** THE PROBLEM **
Pull out every line of the listing that contains the word "metal", and copy each one.

** SOURCE DATA **
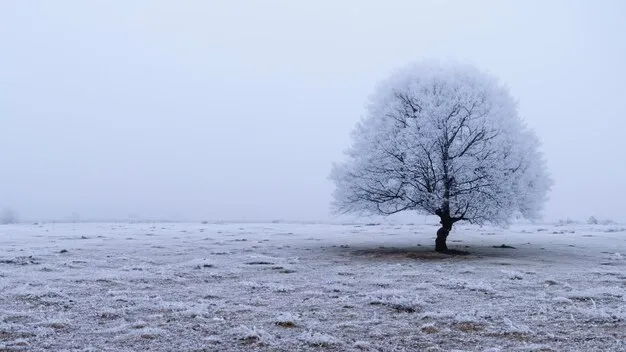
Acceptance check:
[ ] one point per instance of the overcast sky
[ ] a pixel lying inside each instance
(236, 109)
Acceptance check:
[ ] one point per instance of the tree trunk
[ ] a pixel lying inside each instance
(442, 235)
(440, 242)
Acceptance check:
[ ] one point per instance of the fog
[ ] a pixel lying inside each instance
(235, 110)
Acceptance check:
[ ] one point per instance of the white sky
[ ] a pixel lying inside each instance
(236, 109)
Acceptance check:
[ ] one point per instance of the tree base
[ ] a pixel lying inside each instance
(454, 252)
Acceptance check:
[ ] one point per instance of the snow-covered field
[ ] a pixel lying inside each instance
(282, 287)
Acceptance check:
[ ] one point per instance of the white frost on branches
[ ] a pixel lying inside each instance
(442, 138)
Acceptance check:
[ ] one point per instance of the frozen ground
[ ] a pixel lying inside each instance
(281, 287)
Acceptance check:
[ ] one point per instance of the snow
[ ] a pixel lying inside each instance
(286, 287)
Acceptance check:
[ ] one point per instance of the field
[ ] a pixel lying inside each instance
(297, 287)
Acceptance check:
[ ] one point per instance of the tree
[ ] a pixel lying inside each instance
(446, 140)
(8, 216)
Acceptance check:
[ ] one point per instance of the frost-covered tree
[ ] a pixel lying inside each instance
(442, 139)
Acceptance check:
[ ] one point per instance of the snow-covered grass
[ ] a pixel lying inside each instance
(282, 287)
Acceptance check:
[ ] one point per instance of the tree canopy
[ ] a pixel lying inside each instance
(442, 139)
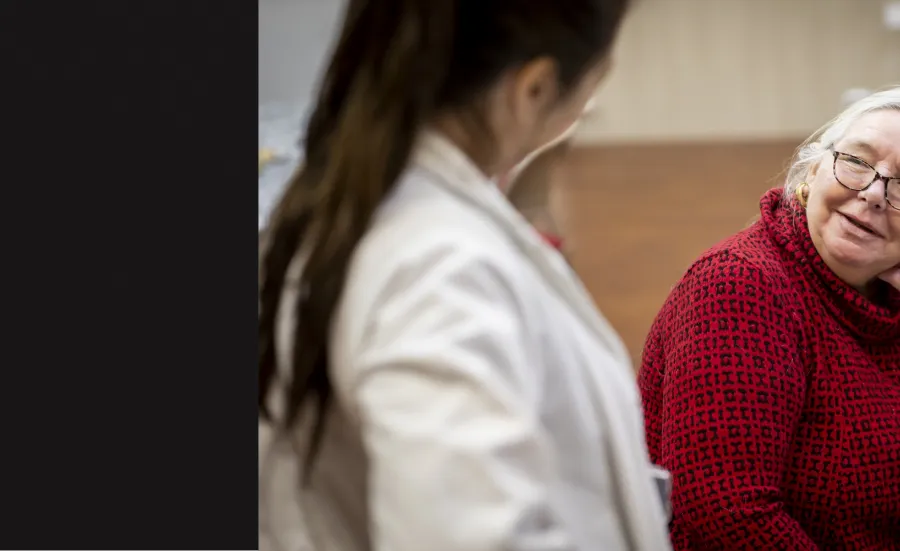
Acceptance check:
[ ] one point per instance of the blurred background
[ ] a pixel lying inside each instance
(704, 107)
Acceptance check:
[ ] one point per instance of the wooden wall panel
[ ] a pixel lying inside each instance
(637, 216)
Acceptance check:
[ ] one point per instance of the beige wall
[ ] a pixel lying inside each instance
(740, 69)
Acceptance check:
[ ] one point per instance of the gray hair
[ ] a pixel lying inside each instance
(816, 146)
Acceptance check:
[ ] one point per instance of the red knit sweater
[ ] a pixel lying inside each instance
(772, 393)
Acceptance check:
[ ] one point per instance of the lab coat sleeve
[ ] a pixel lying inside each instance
(447, 396)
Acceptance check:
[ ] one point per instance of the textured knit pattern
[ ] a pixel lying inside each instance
(772, 393)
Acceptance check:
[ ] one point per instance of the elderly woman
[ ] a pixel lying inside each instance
(771, 377)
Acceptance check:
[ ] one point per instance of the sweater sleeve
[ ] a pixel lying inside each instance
(732, 393)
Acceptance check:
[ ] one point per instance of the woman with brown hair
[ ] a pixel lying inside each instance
(434, 376)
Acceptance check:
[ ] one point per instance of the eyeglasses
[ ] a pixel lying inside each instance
(857, 175)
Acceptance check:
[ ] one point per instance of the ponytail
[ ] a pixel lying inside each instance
(380, 89)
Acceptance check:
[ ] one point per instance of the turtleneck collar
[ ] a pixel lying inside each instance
(786, 223)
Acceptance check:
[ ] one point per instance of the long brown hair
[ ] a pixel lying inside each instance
(396, 65)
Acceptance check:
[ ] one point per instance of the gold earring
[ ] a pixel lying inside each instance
(802, 194)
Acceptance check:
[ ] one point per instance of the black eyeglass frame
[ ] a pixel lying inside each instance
(878, 176)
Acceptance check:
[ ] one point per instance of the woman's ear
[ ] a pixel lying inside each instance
(535, 90)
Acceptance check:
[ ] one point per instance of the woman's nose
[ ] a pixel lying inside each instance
(874, 195)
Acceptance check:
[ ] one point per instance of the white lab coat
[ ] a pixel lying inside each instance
(484, 403)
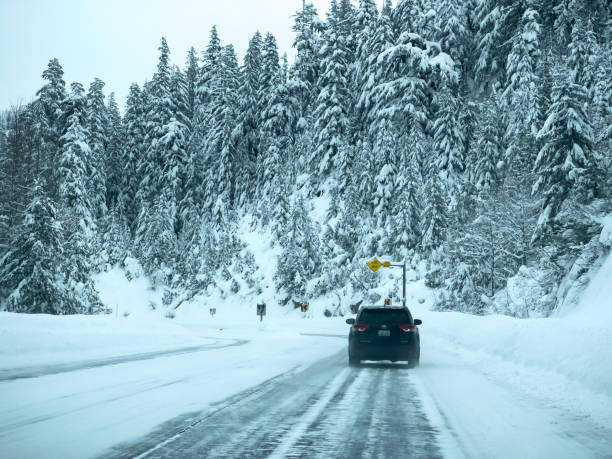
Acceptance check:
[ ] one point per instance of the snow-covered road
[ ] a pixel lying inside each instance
(288, 395)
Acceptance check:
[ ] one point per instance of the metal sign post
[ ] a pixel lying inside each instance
(261, 310)
(376, 264)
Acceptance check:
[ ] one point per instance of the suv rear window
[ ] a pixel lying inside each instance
(384, 316)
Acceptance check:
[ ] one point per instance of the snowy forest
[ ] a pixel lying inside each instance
(472, 137)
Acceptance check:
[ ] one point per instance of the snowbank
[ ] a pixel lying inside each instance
(566, 360)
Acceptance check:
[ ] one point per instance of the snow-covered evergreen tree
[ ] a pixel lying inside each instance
(331, 113)
(29, 272)
(97, 124)
(565, 159)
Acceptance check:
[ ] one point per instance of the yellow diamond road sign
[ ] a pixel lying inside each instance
(375, 264)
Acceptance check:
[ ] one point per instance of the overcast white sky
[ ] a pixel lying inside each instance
(117, 40)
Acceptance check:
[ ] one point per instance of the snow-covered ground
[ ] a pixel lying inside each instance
(494, 385)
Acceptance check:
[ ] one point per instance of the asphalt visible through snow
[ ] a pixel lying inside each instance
(10, 374)
(327, 410)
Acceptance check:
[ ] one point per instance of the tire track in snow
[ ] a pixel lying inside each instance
(326, 410)
(250, 424)
(11, 374)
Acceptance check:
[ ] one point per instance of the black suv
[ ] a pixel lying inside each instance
(384, 333)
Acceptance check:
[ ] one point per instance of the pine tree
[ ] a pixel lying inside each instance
(299, 260)
(51, 97)
(448, 137)
(521, 74)
(29, 272)
(221, 142)
(192, 74)
(97, 123)
(249, 118)
(73, 193)
(331, 113)
(307, 28)
(452, 26)
(486, 173)
(133, 152)
(115, 198)
(434, 216)
(565, 160)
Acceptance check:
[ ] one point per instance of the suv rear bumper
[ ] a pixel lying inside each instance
(375, 351)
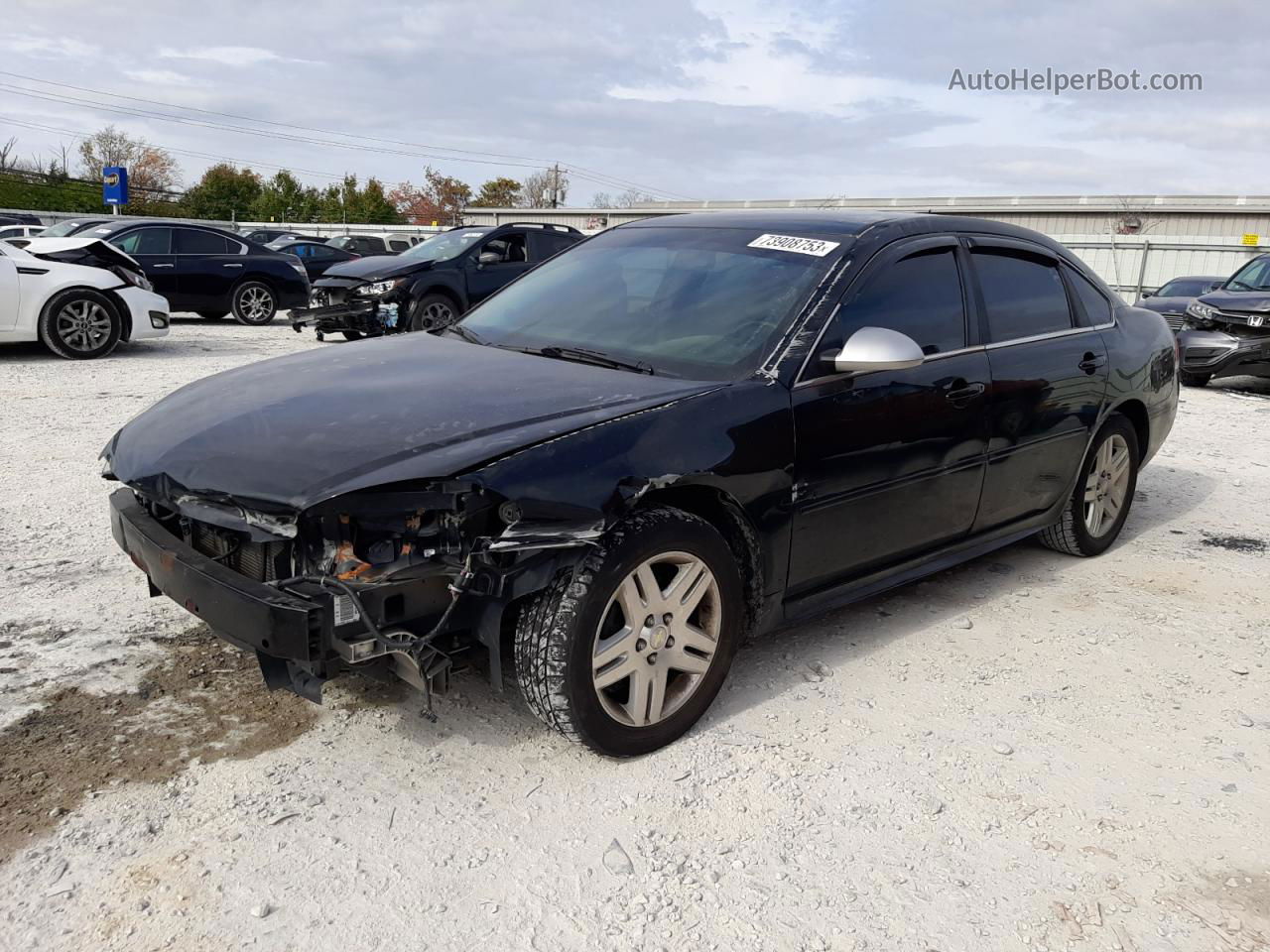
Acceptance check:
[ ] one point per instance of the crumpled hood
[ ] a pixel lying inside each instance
(287, 433)
(377, 267)
(1166, 304)
(64, 250)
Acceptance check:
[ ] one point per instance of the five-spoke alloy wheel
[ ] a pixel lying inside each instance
(627, 652)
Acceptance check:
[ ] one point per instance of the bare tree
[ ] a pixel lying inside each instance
(545, 189)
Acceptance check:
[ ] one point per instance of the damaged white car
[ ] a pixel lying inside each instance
(77, 296)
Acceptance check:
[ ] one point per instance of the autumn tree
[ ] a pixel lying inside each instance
(151, 171)
(499, 193)
(545, 189)
(223, 193)
(441, 199)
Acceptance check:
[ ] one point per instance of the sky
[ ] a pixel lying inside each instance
(705, 99)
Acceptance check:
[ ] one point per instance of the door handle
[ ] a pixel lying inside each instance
(1091, 362)
(959, 393)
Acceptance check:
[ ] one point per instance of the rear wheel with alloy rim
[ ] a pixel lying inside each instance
(434, 312)
(80, 324)
(626, 654)
(1103, 494)
(254, 302)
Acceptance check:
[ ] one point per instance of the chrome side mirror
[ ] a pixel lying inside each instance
(876, 349)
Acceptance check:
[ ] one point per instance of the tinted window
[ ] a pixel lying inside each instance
(190, 241)
(1185, 287)
(919, 296)
(1097, 308)
(1024, 296)
(144, 241)
(1255, 276)
(509, 248)
(694, 302)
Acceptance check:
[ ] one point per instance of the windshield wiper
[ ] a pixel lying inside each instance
(468, 335)
(597, 358)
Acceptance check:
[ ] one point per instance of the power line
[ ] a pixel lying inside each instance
(463, 155)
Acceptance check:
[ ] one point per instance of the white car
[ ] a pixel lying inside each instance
(79, 296)
(21, 232)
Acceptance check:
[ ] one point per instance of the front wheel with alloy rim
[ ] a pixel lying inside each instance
(254, 302)
(626, 653)
(1100, 504)
(434, 312)
(80, 324)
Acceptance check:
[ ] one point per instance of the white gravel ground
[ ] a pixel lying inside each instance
(1030, 752)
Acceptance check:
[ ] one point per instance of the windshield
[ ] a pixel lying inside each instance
(445, 245)
(64, 227)
(1255, 276)
(1185, 287)
(690, 302)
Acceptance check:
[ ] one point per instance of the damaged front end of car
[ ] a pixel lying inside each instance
(405, 580)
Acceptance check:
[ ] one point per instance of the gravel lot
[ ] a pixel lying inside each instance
(1030, 752)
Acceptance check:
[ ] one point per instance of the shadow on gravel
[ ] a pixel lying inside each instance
(200, 699)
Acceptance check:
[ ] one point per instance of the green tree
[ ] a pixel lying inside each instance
(285, 199)
(499, 193)
(223, 193)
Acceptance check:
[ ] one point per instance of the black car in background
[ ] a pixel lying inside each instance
(1228, 330)
(1175, 296)
(680, 433)
(316, 257)
(208, 271)
(264, 236)
(431, 285)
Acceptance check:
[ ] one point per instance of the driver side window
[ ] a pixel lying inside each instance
(919, 296)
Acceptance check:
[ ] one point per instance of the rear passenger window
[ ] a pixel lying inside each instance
(1024, 296)
(190, 241)
(1097, 308)
(919, 296)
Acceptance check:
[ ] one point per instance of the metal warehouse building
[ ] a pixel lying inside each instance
(1135, 243)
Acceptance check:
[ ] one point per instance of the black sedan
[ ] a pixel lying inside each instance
(677, 433)
(1228, 330)
(317, 257)
(208, 271)
(1175, 296)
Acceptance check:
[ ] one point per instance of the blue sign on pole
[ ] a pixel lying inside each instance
(114, 184)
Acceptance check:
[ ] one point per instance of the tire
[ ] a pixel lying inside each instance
(559, 633)
(1074, 534)
(80, 324)
(254, 303)
(432, 312)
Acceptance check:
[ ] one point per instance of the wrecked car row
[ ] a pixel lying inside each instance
(679, 431)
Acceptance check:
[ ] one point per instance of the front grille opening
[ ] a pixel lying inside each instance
(259, 561)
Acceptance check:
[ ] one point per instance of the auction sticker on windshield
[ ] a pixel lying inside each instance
(792, 243)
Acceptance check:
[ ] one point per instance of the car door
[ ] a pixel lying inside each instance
(494, 263)
(151, 248)
(1049, 375)
(208, 266)
(890, 462)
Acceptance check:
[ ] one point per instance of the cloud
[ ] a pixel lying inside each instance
(229, 55)
(160, 77)
(51, 48)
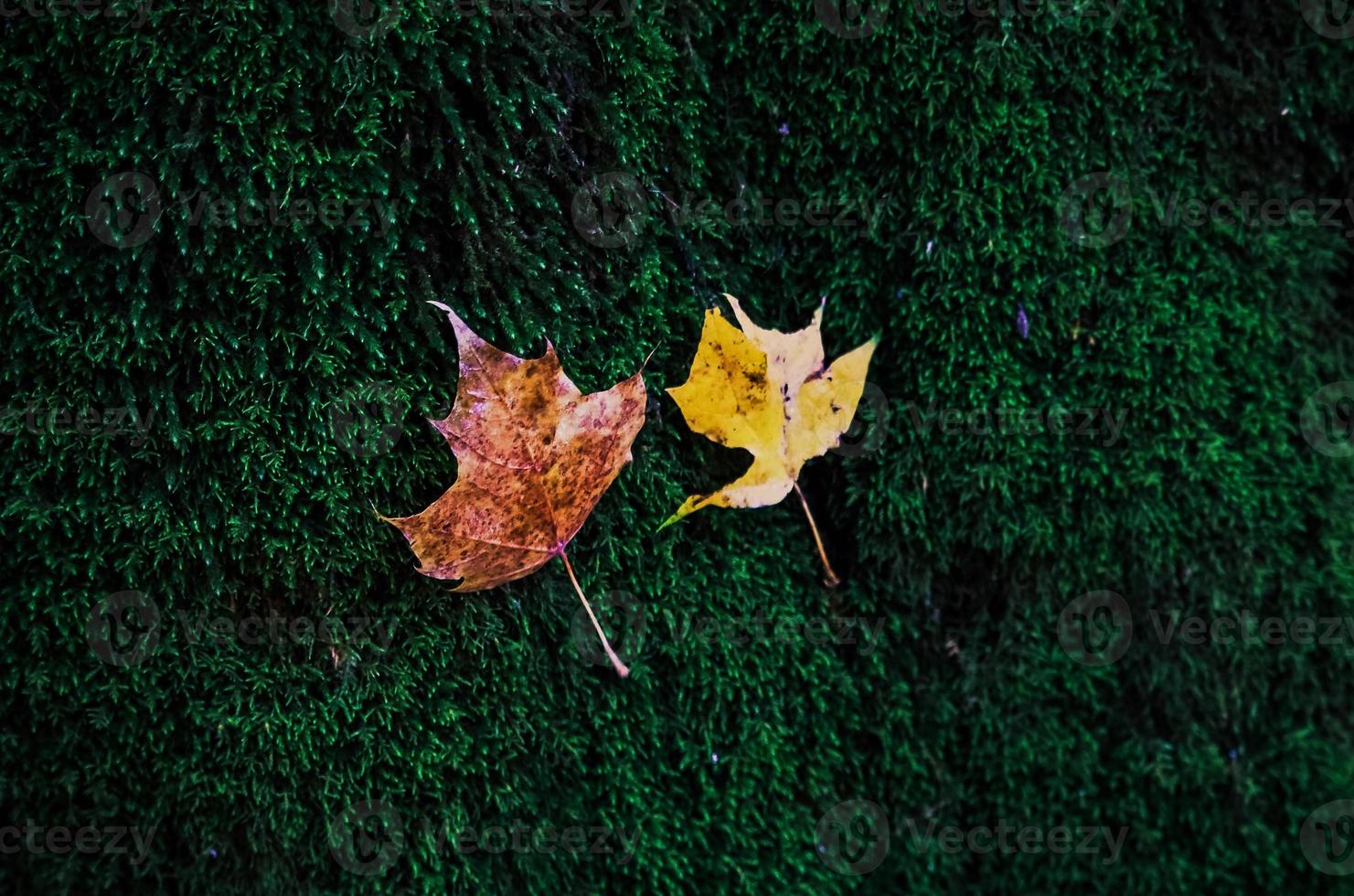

** RESPONSE **
[ ] one point per instance of the metal sign post
[ ] one point per instance of the metal warehouse building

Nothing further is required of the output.